Records contained in a dataset:
__________________________________________________

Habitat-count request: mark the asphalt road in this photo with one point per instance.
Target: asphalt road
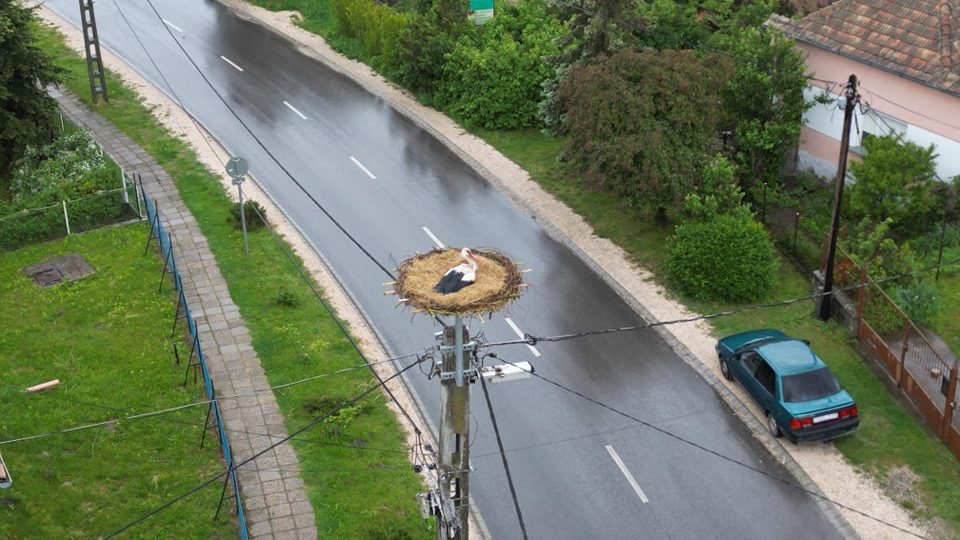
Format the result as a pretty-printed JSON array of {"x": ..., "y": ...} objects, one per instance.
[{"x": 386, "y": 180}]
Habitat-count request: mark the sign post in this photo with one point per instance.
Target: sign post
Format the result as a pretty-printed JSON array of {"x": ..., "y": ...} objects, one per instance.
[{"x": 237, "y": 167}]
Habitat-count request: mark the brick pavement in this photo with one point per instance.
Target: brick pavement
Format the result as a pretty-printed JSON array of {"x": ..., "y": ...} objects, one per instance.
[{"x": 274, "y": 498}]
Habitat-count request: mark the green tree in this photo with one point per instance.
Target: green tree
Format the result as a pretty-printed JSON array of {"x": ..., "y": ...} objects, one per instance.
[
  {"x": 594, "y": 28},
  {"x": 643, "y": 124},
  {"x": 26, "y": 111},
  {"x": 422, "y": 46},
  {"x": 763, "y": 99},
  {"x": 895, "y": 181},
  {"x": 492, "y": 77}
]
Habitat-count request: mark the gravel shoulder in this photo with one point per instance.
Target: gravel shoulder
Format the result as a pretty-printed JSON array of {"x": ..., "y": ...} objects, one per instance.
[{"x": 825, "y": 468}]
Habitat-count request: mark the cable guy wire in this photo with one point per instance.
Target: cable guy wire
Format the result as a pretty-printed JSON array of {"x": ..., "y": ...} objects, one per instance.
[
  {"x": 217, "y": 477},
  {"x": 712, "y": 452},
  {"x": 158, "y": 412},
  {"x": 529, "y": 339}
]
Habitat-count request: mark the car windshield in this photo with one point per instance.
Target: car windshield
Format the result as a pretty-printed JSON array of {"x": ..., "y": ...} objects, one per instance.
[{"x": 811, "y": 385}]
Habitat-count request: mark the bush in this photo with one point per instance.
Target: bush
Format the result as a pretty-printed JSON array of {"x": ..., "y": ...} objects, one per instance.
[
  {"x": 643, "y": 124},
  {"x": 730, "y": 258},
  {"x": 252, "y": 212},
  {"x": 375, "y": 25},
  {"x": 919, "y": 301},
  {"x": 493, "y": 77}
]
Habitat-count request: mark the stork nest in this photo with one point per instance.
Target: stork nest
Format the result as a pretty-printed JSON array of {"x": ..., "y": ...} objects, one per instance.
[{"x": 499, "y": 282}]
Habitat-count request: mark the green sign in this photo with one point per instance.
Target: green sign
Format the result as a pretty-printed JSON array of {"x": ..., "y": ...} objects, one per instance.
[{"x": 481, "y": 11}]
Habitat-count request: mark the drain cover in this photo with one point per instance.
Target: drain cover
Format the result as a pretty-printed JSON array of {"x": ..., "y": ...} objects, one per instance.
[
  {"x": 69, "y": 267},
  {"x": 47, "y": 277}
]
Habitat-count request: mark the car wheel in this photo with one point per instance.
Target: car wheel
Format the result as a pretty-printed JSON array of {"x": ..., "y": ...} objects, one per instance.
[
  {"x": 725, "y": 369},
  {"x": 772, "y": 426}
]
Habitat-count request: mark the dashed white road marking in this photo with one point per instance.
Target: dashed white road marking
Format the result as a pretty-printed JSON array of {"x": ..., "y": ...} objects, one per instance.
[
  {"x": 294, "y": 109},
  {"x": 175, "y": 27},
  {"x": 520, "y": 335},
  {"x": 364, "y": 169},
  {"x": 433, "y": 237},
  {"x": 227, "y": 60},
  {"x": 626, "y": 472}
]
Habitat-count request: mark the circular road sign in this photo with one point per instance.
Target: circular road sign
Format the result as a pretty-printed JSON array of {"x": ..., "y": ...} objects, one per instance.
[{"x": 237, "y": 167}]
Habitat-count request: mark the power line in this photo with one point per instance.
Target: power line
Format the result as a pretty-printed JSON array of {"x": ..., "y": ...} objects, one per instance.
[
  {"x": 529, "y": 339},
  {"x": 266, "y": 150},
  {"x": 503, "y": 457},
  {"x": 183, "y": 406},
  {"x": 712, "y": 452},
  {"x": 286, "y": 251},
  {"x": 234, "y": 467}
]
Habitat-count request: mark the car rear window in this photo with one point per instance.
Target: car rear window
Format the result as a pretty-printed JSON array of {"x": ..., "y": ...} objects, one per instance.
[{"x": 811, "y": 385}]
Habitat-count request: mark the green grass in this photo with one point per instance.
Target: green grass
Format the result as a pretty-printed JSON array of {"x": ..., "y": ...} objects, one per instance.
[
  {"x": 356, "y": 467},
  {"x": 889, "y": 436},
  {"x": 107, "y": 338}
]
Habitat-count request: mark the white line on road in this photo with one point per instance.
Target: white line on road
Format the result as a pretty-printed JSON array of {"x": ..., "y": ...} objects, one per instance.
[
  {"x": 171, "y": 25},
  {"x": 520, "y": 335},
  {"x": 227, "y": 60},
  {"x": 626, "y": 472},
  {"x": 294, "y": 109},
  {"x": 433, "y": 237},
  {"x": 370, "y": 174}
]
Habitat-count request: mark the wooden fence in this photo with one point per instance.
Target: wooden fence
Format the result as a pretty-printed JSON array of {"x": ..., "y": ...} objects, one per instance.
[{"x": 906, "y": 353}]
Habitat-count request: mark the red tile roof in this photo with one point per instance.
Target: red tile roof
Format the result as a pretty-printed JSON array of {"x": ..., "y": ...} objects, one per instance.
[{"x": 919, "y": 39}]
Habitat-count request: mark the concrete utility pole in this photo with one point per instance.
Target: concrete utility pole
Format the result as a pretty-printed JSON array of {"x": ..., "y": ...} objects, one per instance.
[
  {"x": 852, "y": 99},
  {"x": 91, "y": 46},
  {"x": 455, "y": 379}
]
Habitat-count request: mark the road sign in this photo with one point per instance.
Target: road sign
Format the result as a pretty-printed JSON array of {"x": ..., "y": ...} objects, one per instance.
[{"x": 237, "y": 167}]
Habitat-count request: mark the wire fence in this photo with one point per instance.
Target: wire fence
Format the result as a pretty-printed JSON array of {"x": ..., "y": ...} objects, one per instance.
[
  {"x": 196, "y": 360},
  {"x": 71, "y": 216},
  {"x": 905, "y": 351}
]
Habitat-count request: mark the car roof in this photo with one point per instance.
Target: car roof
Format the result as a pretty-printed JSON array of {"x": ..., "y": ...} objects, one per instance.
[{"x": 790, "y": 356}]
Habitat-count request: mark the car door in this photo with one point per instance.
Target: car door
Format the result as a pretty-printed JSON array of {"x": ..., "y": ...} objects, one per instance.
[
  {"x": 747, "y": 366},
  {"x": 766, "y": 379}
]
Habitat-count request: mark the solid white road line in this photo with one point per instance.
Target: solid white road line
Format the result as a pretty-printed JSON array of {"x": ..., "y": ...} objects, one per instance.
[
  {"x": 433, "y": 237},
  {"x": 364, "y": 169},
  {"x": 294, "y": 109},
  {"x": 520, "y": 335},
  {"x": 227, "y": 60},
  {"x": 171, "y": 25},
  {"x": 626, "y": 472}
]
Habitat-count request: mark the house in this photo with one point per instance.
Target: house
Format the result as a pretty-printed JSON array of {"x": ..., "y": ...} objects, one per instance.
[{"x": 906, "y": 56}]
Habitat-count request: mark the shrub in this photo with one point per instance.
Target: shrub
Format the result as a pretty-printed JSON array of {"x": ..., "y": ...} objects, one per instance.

__________________________________________________

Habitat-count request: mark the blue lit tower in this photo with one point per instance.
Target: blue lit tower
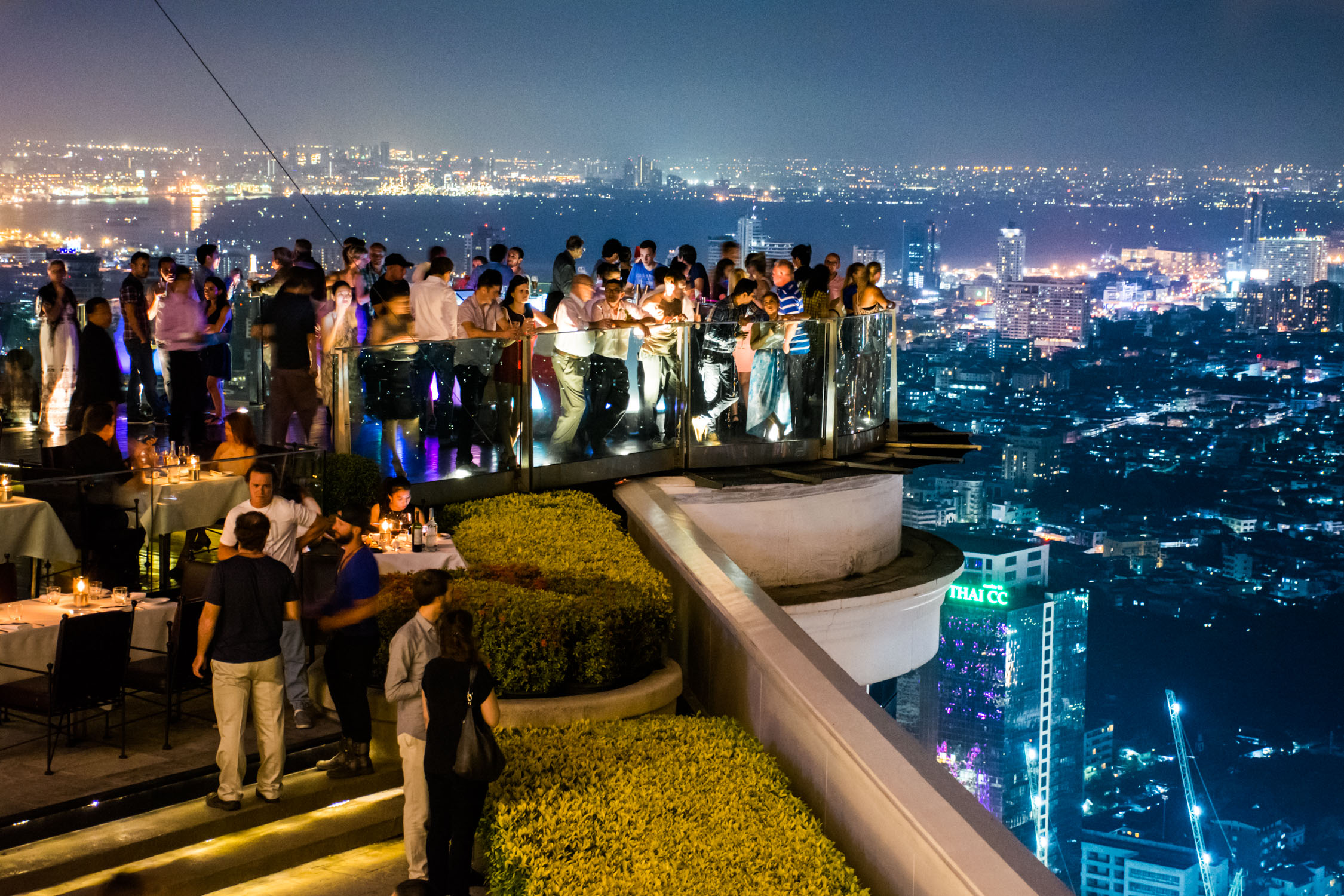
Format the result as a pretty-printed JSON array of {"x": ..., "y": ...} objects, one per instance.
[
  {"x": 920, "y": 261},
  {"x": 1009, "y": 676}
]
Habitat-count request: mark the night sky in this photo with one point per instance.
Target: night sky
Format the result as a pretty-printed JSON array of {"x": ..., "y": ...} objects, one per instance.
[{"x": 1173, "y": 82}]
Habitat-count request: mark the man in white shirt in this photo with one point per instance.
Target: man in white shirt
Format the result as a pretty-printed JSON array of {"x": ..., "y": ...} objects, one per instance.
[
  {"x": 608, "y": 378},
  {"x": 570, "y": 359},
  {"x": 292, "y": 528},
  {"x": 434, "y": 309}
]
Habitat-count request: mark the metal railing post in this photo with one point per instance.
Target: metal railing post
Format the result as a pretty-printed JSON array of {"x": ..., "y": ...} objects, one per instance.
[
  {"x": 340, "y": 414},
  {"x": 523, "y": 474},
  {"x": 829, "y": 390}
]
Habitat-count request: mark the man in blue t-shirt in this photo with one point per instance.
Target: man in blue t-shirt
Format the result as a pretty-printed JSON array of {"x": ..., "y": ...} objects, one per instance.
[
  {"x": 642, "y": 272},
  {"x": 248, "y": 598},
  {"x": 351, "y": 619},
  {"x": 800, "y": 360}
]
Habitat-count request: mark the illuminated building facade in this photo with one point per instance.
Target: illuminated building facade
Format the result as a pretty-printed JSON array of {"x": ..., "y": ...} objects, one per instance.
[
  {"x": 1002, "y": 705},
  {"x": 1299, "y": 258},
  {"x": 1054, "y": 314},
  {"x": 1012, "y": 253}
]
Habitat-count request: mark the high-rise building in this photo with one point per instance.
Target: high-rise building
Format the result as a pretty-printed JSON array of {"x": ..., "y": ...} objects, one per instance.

__________________________________________________

## TASK
Lines that contain "rear" should be pulled from the entries above and reported.

## ANSWER TO THE EXERCISE
Habitat-count request: mark the car rear window in this photo with one point per instance.
Target: car rear window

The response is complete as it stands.